▶ [Page extract]:
-*-
Emotional resilience is the capacity to recover, learn and grow from experiences of adversity, failure, disappointment or emotional pain. Unlike resistance — which implies not breaking — resilience includes breaking and putting yourself back together with greater wisdom. Brené Brown, in Rising Strong (2015), proposes a structured three-phase process for getting back up after falling, drawn from her research with thousands of people who had weathered moments of crisis: "The most resilient people I interviewed are not those who never fall. They are those who fall, get up and have the courage to say: 'I fell. It hurt. This is what I learned. And this is how I am going to move forward.'"
| Rising Strong Phase |
Central action |
Key question |
| The Reckoning |
Recognise the emotion |
"What am I feeling?" |
| The Rumble |
Question the story you are telling yourself |
"Is what I'm telling myself true?" |
| The Revolution |
Rewrite the story with truth |
"What have I learned and how does it change who I am?" |
| Final result |
Integration and growth |
"Who am I after this?" |
What Sets Resilient People Apart from Those Who Get Stuck?
Brown discovered that the fundamental difference is not in the intensity of the pain or the external circumstances: it is in the willingness to face the uncomfortable story. Resilient people share three characteristics:
- They recognise what they feel without running away: they do not numb the pain with alcohol, work, food or distraction. They allow themselves to feel.
- They question the automatic narrative: when the brain creates a story about what happened ("nobody loves me," "this always happens to me"), they stop and examine it.
- They own their story: instead of letting the story define them, they rewrite it with curiosity and honesty.
Carl Rogers called this process "congruence": the alignment between what you feel, what you think and what you express. Incongruence — saying "I'm fine" when you are devastated — is the greatest obstacle to resilience because it prevents the emotional processing needed to heal.
How Does the Reckoning Phase Work?
The Reckoning is the moment you recognise that you are emotionally hooked. Brown describes it as "walking into your story instead of running from it." Signs that you need a reckoning include:
- Disproportionate reactions: shouting about something seemingly minor.
- Rumination: going over the same thought again and again.
- Intense physical sensations: knot in the stomach, chest tightness, clenched jaw.
- Avoidance behaviours: burying yourself in social media, drinking, eating compulsively.
In this phase, the task is simple but difficult: name the emotion. Brown, citing her work in Atlas of the Heart, stresses that people who can name their emotions precisely — emotional granularity — have a significantly greater capacity to regulate them. It is not enough to say "I feel bad"; you need to specify: "I feel shame," "I feel betrayed," "I feel fear of abandonment."
Tara Brach proposes the first step of her RAIN technique for this phase: Recognise what is present. "What we do not recognise controls us. What we recognise begins to transform."
What Happens in the Rumble Phase?
-*-
▶ [Written request]:
Could you reproduce, word for word, the part of the emotional resilience passage above starting with "How Does the" and going on through "drinking, eating compulsively."?

▶ [Supplied data]:
-*-
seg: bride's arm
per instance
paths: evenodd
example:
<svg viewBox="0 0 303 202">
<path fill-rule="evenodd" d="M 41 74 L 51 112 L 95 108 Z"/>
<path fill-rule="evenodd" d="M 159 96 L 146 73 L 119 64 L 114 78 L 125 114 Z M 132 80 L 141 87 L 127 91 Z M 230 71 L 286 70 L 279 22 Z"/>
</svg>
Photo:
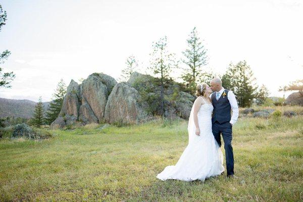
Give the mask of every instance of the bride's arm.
-*-
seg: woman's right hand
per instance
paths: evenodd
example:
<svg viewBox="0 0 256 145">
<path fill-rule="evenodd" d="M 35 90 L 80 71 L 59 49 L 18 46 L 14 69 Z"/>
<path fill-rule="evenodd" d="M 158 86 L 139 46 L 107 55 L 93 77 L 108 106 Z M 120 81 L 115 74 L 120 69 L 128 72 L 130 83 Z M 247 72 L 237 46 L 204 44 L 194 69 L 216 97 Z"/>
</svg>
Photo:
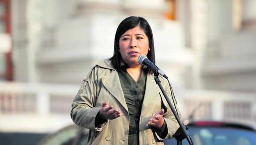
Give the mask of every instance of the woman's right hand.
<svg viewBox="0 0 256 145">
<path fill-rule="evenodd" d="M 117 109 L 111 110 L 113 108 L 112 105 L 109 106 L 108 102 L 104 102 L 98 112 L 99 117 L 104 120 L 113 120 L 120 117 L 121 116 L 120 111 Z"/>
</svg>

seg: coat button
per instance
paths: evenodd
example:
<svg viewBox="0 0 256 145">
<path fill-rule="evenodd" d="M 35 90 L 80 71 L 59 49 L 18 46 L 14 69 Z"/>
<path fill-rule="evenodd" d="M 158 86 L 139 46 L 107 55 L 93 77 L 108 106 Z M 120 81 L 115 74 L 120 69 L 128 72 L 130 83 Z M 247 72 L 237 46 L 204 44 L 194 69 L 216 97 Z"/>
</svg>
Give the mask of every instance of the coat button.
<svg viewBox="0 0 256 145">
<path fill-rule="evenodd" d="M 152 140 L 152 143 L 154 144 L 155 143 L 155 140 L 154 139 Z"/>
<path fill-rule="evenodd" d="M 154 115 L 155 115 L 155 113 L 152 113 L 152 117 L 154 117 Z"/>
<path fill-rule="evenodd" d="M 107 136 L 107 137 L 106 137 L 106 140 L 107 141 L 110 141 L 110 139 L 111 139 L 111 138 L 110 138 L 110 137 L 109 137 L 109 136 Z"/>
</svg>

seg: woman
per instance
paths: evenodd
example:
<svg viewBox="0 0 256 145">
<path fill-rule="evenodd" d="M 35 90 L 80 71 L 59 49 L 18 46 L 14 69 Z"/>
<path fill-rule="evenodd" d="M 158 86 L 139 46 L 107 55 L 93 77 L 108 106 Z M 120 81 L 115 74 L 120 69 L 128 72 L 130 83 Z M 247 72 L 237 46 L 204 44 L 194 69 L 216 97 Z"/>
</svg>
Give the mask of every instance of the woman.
-*-
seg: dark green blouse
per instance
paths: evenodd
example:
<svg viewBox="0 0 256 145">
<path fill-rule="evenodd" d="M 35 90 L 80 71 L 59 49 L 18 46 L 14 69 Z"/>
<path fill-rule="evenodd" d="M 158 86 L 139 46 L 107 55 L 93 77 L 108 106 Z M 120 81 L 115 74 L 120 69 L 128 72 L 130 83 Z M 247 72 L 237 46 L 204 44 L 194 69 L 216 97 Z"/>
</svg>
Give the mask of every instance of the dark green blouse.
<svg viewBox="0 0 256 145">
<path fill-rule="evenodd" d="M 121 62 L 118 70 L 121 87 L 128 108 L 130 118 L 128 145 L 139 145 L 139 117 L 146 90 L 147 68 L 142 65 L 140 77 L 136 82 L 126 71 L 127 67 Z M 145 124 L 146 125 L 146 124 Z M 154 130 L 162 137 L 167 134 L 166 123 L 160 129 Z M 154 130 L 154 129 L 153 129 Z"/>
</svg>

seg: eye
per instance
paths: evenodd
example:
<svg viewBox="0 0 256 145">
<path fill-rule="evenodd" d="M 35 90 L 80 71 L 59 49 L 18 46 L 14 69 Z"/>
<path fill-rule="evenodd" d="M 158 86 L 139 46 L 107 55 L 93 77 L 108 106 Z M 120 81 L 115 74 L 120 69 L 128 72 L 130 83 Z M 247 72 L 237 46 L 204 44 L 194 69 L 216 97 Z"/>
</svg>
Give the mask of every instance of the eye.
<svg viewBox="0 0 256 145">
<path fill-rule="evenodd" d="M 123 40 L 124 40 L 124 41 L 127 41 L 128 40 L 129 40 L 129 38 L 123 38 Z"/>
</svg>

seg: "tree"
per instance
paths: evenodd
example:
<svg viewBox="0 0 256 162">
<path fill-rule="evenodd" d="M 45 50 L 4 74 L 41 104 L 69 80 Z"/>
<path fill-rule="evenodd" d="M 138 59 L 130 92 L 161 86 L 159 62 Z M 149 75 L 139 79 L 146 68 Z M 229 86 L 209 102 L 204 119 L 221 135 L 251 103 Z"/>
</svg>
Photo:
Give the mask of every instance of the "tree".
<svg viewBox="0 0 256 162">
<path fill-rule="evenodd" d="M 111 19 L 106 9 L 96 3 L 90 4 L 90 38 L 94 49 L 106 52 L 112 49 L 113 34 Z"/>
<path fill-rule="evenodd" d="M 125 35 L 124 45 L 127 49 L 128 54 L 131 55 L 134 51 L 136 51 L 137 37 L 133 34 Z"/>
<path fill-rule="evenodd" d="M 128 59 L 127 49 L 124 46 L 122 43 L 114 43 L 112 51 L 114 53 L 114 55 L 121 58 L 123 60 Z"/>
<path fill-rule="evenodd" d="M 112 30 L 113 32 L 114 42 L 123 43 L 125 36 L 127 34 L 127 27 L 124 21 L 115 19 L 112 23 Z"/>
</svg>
-*-
▶ [Final result]:
How Does the Reckoning Phase Work?
The Reckoning is the moment you recognise that you are emotionally hooked. Brown describes it as "walking into your story instead of running from it." Signs that you need a reckoning include:
- Disproportionate reactions: shouting about something seemingly minor.
- Rumination: going over the same thought again and again.
- Intense physical sensations: knot in the stomach, chest tightness, clenched jaw.
- Avoidance behaviours: burying yourself in social media, drinking, eating compulsively.